* [ENTRIES SHOWN]:
......

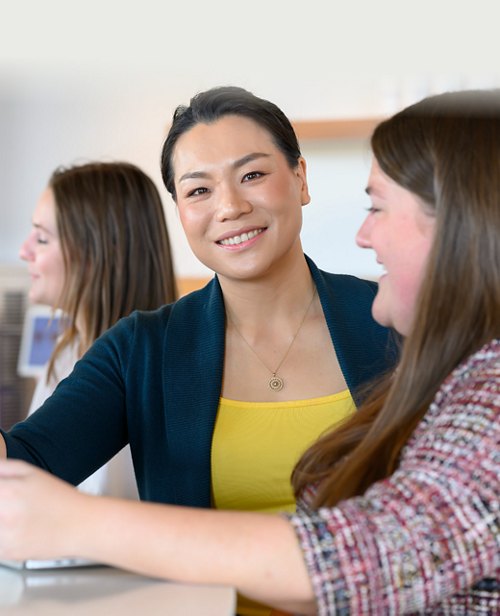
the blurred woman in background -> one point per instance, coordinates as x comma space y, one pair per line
98, 250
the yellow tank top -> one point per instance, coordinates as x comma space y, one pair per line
255, 447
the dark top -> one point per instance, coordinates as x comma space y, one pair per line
154, 380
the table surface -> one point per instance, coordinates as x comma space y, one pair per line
105, 590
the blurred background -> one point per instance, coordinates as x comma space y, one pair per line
101, 79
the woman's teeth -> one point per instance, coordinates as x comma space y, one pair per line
237, 239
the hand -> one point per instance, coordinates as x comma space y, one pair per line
38, 512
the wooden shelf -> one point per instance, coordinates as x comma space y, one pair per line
356, 128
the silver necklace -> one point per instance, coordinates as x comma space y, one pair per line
276, 382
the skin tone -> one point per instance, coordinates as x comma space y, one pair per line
400, 230
42, 251
206, 546
240, 205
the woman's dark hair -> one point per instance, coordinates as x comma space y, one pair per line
115, 245
209, 106
446, 150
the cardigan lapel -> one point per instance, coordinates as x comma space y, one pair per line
194, 355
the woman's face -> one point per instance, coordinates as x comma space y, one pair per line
42, 251
400, 230
239, 201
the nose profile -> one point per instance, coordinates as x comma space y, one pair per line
363, 235
26, 251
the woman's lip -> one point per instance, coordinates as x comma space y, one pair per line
239, 232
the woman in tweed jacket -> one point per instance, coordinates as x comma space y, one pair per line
399, 508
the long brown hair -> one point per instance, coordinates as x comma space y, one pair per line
115, 245
445, 150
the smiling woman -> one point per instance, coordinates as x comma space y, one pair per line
221, 393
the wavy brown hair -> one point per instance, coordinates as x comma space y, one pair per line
115, 246
446, 150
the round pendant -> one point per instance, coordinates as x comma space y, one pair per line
276, 383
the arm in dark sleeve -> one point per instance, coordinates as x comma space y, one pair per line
83, 424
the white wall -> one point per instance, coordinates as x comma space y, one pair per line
101, 79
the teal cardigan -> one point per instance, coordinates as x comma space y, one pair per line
154, 380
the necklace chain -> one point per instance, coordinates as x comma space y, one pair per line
276, 382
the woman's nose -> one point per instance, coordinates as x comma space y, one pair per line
26, 251
363, 234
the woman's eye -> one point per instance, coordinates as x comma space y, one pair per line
197, 191
252, 175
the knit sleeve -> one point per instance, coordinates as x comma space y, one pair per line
426, 535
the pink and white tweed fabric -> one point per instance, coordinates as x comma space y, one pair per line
427, 539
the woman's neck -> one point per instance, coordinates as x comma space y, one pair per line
269, 301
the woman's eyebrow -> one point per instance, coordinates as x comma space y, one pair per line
248, 158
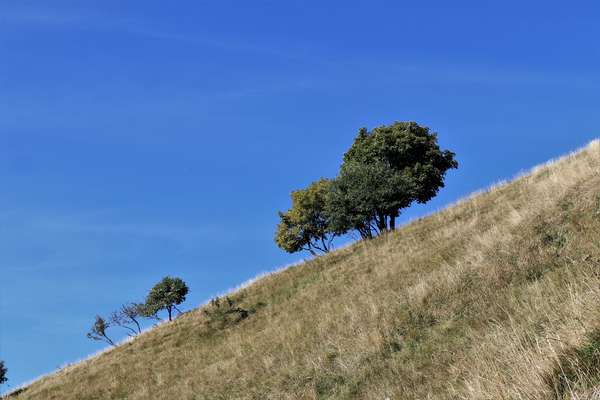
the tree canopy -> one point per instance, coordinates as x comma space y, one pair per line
306, 225
165, 295
385, 170
99, 331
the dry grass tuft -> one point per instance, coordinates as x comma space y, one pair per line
495, 297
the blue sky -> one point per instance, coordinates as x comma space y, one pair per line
140, 139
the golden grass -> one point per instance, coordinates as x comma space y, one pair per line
493, 298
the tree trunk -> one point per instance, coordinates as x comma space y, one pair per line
381, 223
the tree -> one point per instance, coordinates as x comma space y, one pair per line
3, 372
306, 226
384, 171
98, 331
166, 295
128, 317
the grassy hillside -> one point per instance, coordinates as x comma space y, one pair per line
497, 297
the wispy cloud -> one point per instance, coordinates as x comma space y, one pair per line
137, 27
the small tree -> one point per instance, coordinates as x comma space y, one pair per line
166, 295
98, 331
3, 372
128, 317
366, 197
306, 225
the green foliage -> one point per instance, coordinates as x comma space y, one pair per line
3, 372
98, 331
165, 295
364, 195
306, 225
128, 317
383, 172
224, 312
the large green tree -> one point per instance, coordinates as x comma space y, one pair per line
306, 225
165, 295
3, 372
99, 330
386, 170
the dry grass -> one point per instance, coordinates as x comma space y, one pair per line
493, 298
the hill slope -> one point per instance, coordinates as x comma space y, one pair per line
496, 297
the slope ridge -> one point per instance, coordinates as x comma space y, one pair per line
482, 300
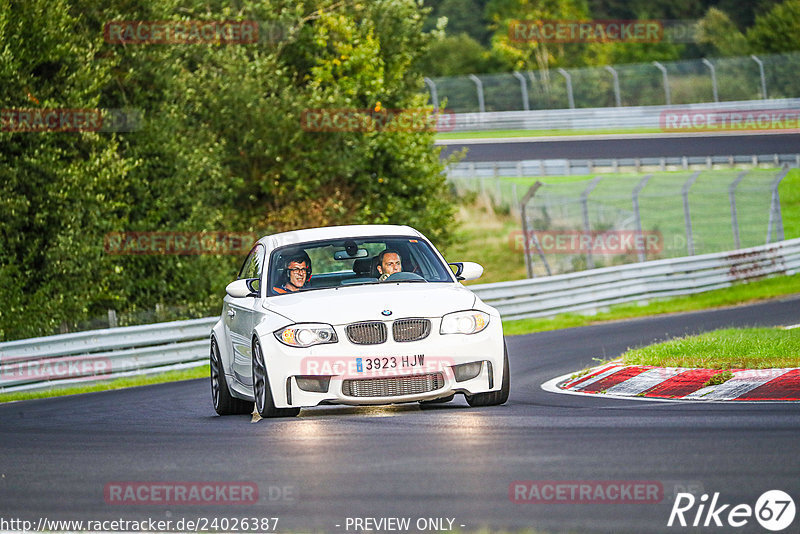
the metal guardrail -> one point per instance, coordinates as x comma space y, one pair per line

......

* [TASK STATEMENT]:
Each record must appear again exactly as written above, without its pictures.

* [OUTPUT BELOW]:
the blurred woman in background -> one point per instance, coordinates as x comma space y, one pair per line
98, 250
the yellow tank top -> one point per instance, coordinates as x comma space y, one pair per line
255, 447
the dark top -> one point per instance, coordinates as x comma space y, one pair per line
154, 380
the table surface -> one point per instance, coordinates as x comma space y, one pair per line
105, 590
the blurred background -> one point per instance, coordinates as x comma space y, one pair per line
101, 79
the woman's teeth -> one point per instance, coordinates as x comma space y, one pair per line
237, 239
the hand -> one point per instance, coordinates as x comma space y, one pair per line
38, 512
the wooden shelf -> one point per instance, coordinates as x comma space y, one pair per line
356, 128
the silver necklace -> one point per instance, coordinates as x comma space y, one pair per line
276, 382
the skin tone -> one point per instance, coordinates as x comma space y, one pair per line
400, 230
42, 251
206, 546
240, 205
the woman's dark hair -> one point per instance, coordinates as x comma space y, one pair per line
115, 245
209, 106
446, 150
the cardigan lapel -> one point per instance, coordinates as x comma space y, one pair per line
194, 355
the woman's face -> one point per instance, coordinates as x comma space y, one pair per line
42, 251
400, 230
239, 201
the nose profile -> one point per instance, coordinates as x comma space y, one pair per line
363, 235
26, 251
the woman's lip -> one point per instance, coordinates as x comma space y, one pair per line
239, 232
the woman in tweed jacket -> one point per instance, coordinates as x comma space y, one pair per line
399, 508
the long brown hair -> one point per instance, coordinates as x comma space y, one pair per line
115, 245
445, 150
the smiling woman -> one point per instance, coordinates as x comma space y, one pair per line
221, 393
the wavy brown hair -> one point per instance, coordinates as x comma space y, one pair per line
115, 246
446, 150
the round pendant -> one point per instance, coordinates as x comma space y, one pair per line
276, 383
the arm in dark sleeve -> one point per instance, coordinates as x comma space y, one pair per line
83, 424
the white wall -> one point per instance, coordinates as x comma space y, one pair per line
101, 79
the teal cardigan -> one point per instance, coordinates as x comma space y, one pair per line
154, 380
the necklace chain -> one point per instance, coordinates as x comma space y, one pair per line
276, 382
the woman's nose -> one point per instance, coordinates as x comma space y, one pair per line
26, 251
363, 234
the woman's eye -> one point per instance, coordinates as x comma space y, one pair per line
197, 191
252, 175
the knit sleeve -> one point per instance, coordinates as x comma space y, one pair per line
426, 535
the pink and white tweed fabric -> one point per instance, coordinates as x comma space y, one pair per line
427, 539
the woman's neck -> one point per instance, coordinates as x comma space y, one pair per line
269, 301
the woman's eyebrow -> one point per instance, coordinates as x comma space y, one pair per line
248, 158
the tree canopy -> one point per instance, coordinates as x comma space y, one pair per line
306, 225
165, 295
385, 170
99, 331
the dry grass tuft -> one point per instance, coordinates as x comma space y, one pair per line
495, 297
the blue sky -> one point per instance, coordinates as x comma space y, one pair per line
140, 139
the golden grass -> one point per instance, coordinates as x comma space y, one pair per line
493, 298
the tree trunk -> one point per instance, coordinates as x comma space y, one pair per line
381, 223
the tree -> one point per instance, coordinates as x comma space y, one pair per line
3, 372
306, 226
384, 171
98, 331
166, 295
128, 317
the grassy hillside -> one point per instance, coordinates as x comma space y, one pair per line
497, 297
the wispy cloud -> one point per instance, coordinates as x comma space y, one pair per line
137, 27
the small tree -> one point per instance, coordinates as x comma space y, one pair per line
166, 295
98, 331
3, 372
128, 317
366, 197
306, 225
the green foliage -> one point per instance, coordinates as x comma space y, one pair per line
3, 372
98, 331
165, 295
364, 195
306, 225
128, 317
383, 172
224, 312
the large green tree -> one point per instance, coordinates as x comma space y, one pair per line
306, 225
165, 295
3, 372
99, 330
386, 170
the dry grass -> one point per instance, coordinates as x comma space y, one pair per line
493, 298
the hill slope -> one point per instance, coordinates as x comma space y, one pair per line
496, 297
the slope ridge -> one point per instance, coordinates as x comma space y, one pair per line
482, 300
the metal guardrail -> one point per instance, coordinates as x comma space y, one pair per line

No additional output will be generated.